§ **DATA PROVIDED**

== == ==

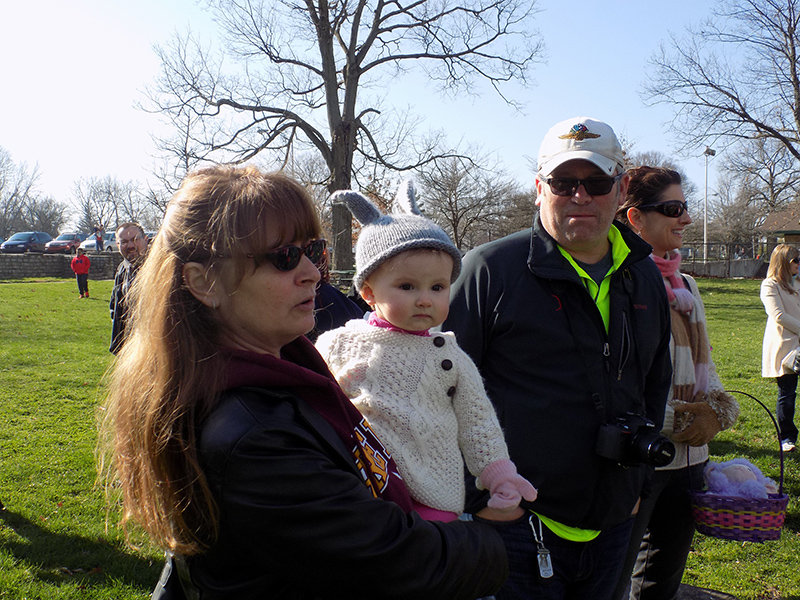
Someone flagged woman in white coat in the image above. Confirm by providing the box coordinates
[761,244,800,452]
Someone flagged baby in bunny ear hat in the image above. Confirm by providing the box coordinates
[317,182,537,521]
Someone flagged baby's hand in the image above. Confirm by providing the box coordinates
[488,474,538,511]
[478,459,538,510]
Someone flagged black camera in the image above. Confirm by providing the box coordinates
[595,413,675,467]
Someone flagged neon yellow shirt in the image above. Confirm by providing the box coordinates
[532,225,631,542]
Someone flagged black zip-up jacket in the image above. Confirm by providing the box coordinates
[178,388,508,600]
[442,219,672,530]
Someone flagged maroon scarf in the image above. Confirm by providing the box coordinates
[225,336,413,513]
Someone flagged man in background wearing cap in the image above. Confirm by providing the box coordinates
[443,117,672,600]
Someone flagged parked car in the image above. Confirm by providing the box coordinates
[0,231,53,254]
[81,231,119,252]
[44,233,86,254]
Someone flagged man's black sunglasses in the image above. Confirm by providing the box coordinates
[637,200,689,219]
[247,239,328,271]
[545,173,624,196]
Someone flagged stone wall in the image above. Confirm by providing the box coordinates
[0,252,122,279]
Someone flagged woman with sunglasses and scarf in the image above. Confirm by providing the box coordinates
[98,167,500,600]
[616,167,739,600]
[761,244,800,452]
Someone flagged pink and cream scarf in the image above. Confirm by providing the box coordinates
[651,250,711,402]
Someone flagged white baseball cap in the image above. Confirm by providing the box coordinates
[539,117,625,177]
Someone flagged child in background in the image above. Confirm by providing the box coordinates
[317,182,537,521]
[70,248,92,298]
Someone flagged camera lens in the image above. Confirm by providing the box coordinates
[633,430,675,467]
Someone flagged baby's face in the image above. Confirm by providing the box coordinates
[361,250,453,331]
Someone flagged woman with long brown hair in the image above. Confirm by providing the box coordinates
[615,166,739,600]
[761,244,800,452]
[97,167,507,600]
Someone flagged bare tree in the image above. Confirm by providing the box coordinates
[149,0,542,269]
[23,196,70,235]
[643,0,800,160]
[485,187,537,241]
[0,148,39,239]
[0,148,69,239]
[708,177,766,253]
[73,176,163,231]
[419,157,517,250]
[720,138,800,216]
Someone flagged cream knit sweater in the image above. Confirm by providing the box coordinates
[317,319,508,513]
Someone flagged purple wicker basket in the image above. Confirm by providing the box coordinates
[691,391,789,542]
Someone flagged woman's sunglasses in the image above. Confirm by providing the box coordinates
[247,239,328,271]
[636,200,689,219]
[545,173,624,196]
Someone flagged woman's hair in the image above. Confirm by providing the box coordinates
[100,167,320,555]
[617,166,681,225]
[767,244,800,293]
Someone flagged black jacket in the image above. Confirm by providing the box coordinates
[108,259,141,354]
[442,219,672,530]
[180,388,507,600]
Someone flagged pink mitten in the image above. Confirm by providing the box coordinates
[478,459,538,510]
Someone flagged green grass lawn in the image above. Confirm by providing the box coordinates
[0,280,800,600]
[0,280,162,600]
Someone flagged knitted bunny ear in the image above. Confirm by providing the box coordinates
[331,190,383,225]
[392,179,422,215]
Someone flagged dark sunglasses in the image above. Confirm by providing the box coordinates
[247,239,328,271]
[545,173,625,196]
[637,200,689,219]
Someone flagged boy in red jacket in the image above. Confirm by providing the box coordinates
[70,248,92,298]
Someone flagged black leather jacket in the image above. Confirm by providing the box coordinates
[179,388,508,600]
[442,219,672,530]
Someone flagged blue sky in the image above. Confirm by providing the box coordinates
[0,0,715,206]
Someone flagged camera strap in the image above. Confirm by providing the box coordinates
[548,280,612,425]
[528,514,554,579]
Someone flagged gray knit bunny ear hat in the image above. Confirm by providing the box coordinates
[331,181,461,290]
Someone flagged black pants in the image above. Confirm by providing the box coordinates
[614,463,705,600]
[75,273,89,296]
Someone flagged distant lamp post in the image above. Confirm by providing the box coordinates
[703,146,717,262]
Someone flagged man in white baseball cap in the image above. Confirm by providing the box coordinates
[442,117,674,600]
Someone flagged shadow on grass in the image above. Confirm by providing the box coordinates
[0,507,163,593]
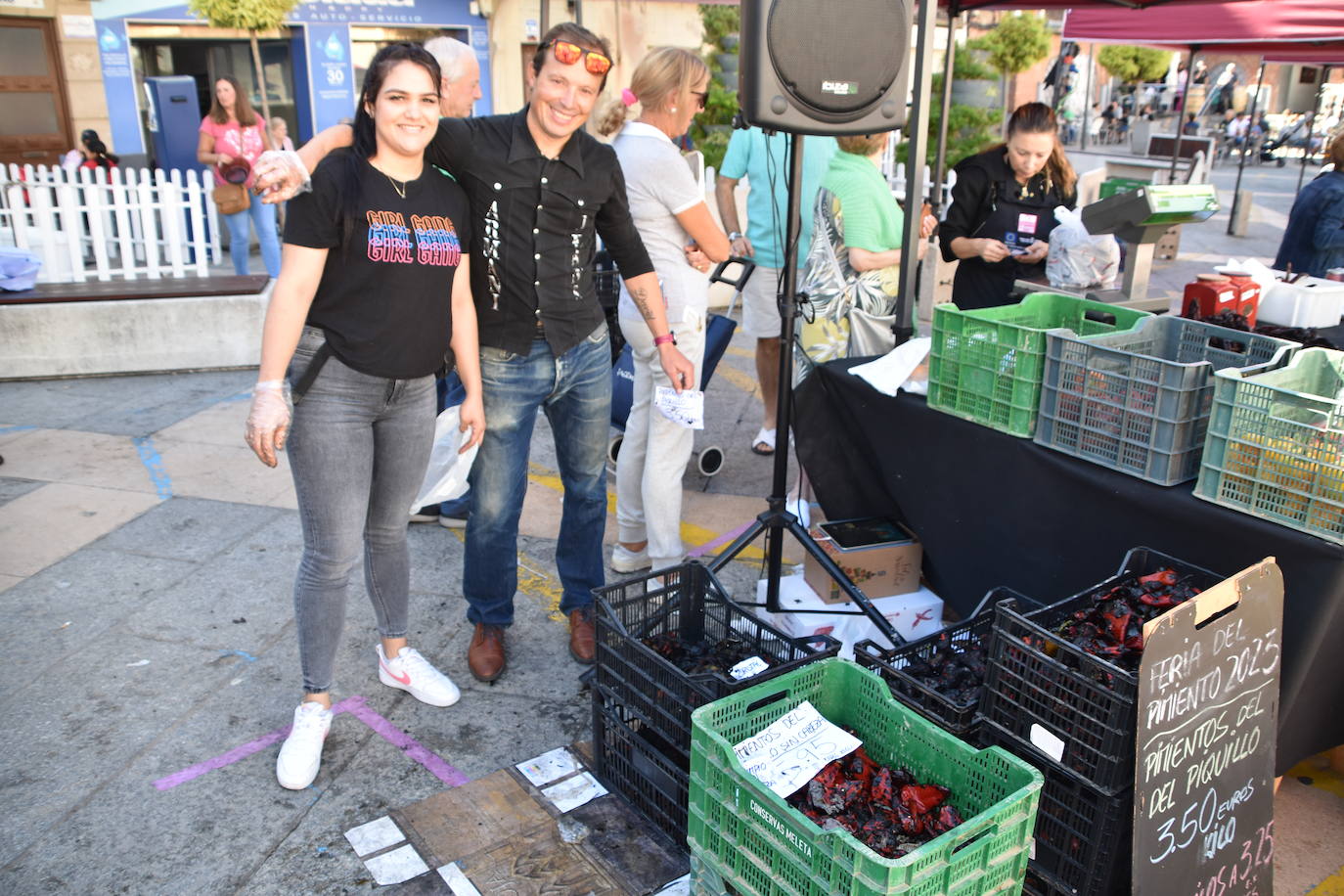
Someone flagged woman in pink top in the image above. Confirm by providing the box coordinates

== == ==

§ **GOAL OF THE EXERCISE**
Rewrite all of the lines above as a numbered list, omitting any blank lines. Leave the pictures out of your answer.

§ **OUTPUT BELOW**
1. Someone flagged woman in white coat in the image above. Confirm by providing the box coordinates
2. [761,244,800,452]
3. Someone flagged baby in bunny ear hat in the image above. Confirm by providing the box coordinates
4. [317,182,537,521]
5. Someone flagged baby's hand in the image above. Confirm by providing the box coordinates
6. [488,474,538,511]
7. [478,459,538,510]
8. Someone flagged black camera in the image above. Confirm by providing the box coordinates
9. [595,413,675,467]
10. Someone flagged neon yellow shirt in the image above. Confirm by providing the box coordinates
11. [532,225,631,542]
12. Someone flagged black zip-up jacket in the image above. Confirm by providing the box coordinates
13. [178,388,508,600]
14. [442,219,672,530]
15. Someone flagged maroon scarf in the image above. Confirm by providing the box coordinates
16. [225,336,413,513]
17. Someone flagged man in background wearing cap in the image above. Confirm by providing the box coordinates
18. [443,117,672,600]
19. Someone flagged parked car in the image above. Confirm by providing the box coordinates
20. [0,231,53,254]
21. [81,231,119,252]
22. [44,233,86,254]
23. Someone flagged man's black sunglasses in the image above. Confirm by providing the box coordinates
24. [637,200,689,219]
25. [247,239,328,271]
26. [545,173,624,196]
27. Someone flagged stone wall in the image above. Confirm by providing the box coordinates
28. [0,252,122,279]
29. Someone flagged woman with sunglasses and scarf in the image above. Confirm by providing the box coordinates
30. [98,167,500,600]
31. [616,167,739,600]
32. [761,244,800,452]
33. Someone flagged pink and cream scarf in the image above. Confirm by providing the box coordinates
34. [651,250,711,402]
35. Someone flagged white baseball cap in the image above. Confirm by providing the box coordinates
36. [539,117,625,177]
37. Someone flagged child in background in the image above. Confirm by providing the box coordinates
38. [317,182,537,521]
39. [70,248,92,298]
40. Someone flagged camera lens in the image above. Confirm by providing the box coordinates
41. [633,430,675,467]
42. Someone flagged baby's face in the image above. Confirm by providing the box coordinates
43. [361,250,453,331]
44. Someone flagged woman with long brown hair in the image above. Confirm by providing the box coordinates
45. [615,166,739,600]
46. [761,244,800,452]
47. [97,167,507,600]
48. Someone flagged bare tree in the image above. Confirm by providing the box coordinates
49. [149,0,542,269]
50. [23,196,70,235]
51. [643,0,800,160]
52. [485,187,537,241]
53. [0,148,39,239]
54. [0,148,69,239]
55. [708,177,766,253]
56. [73,176,163,231]
57. [419,157,517,250]
58. [720,138,800,216]
59. Someone flagged cream knit sweater in the image above. Confirm by providing the box coordinates
60. [317,319,508,513]
61. Someone flagged purple wicker basket in the image above. Confirm by providing the box coordinates
62. [691,391,789,542]
63. Someone flagged woman's sunglasses in the image above. Confirm by providing the box coordinates
64. [247,239,328,271]
65. [636,200,689,219]
66. [545,173,624,196]
67. Someone flagged woman's hair in the image above. Confirm by providing the box coordinates
68. [100,167,320,555]
69. [617,166,681,225]
70. [767,244,800,293]
71. Someone flagged black jacket in the image above. Confirm by providing the box coordinates
72. [108,259,141,354]
73. [442,219,672,530]
74. [180,388,507,600]
75. Someone flagged pink mitten in the image above. Confirm by providing the box coordinates
76. [478,459,538,510]
77. Someone flagged green grass lawn in the image above. Confirm by providing the box coordinates
78. [0,280,800,600]
79. [0,280,162,600]
80. Someone flagged knitted bunny ear in the image above. Confirm by providing the box coordinates
81. [331,190,383,225]
82. [392,179,422,215]
83. Someone flagged dark sunglasses in the image above. Confirm by providing the box coordinates
84. [247,239,328,271]
85. [545,173,625,196]
86. [637,200,689,219]
87. Someone flagged boy in red jacket in the image above. Confirm by providing the box coordinates
88. [70,248,92,298]
89. Someone flagged black leather jacket in the image above. Confirm by providing the box coordinates
90. [179,388,508,600]
91. [442,219,672,530]
92. Someone flagged blue sky in the image above. Confirm by providing the box coordinates
93. [0,0,715,206]
94. Someone flagged camera strap in the image above. Confirm by providing the box coordinates
95. [548,280,612,425]
96. [528,514,554,579]
97. Someone flagged gray knit bunny ear hat in the image above. Confirm by providing the box coordinates
98. [331,181,461,290]
99. Someone flagged black pants in the image above. Confirm by providing the box coordinates
100. [614,463,705,600]
101. [75,273,89,296]
102. Someone flagged distant lamp post in the image above. Confirm by providing the box coordinates
103. [703,146,717,262]
104. Someone flagged man in white baseball cap in the image above. Confirm by providing the box coordinates
105. [442,117,674,600]
106. Someone flagged shadow on grass in the image above. Confirm by providing the box coordinates
107. [0,507,163,593]
108. Someone flagged woman in pink top in the image above. Confirm by providing the box coordinates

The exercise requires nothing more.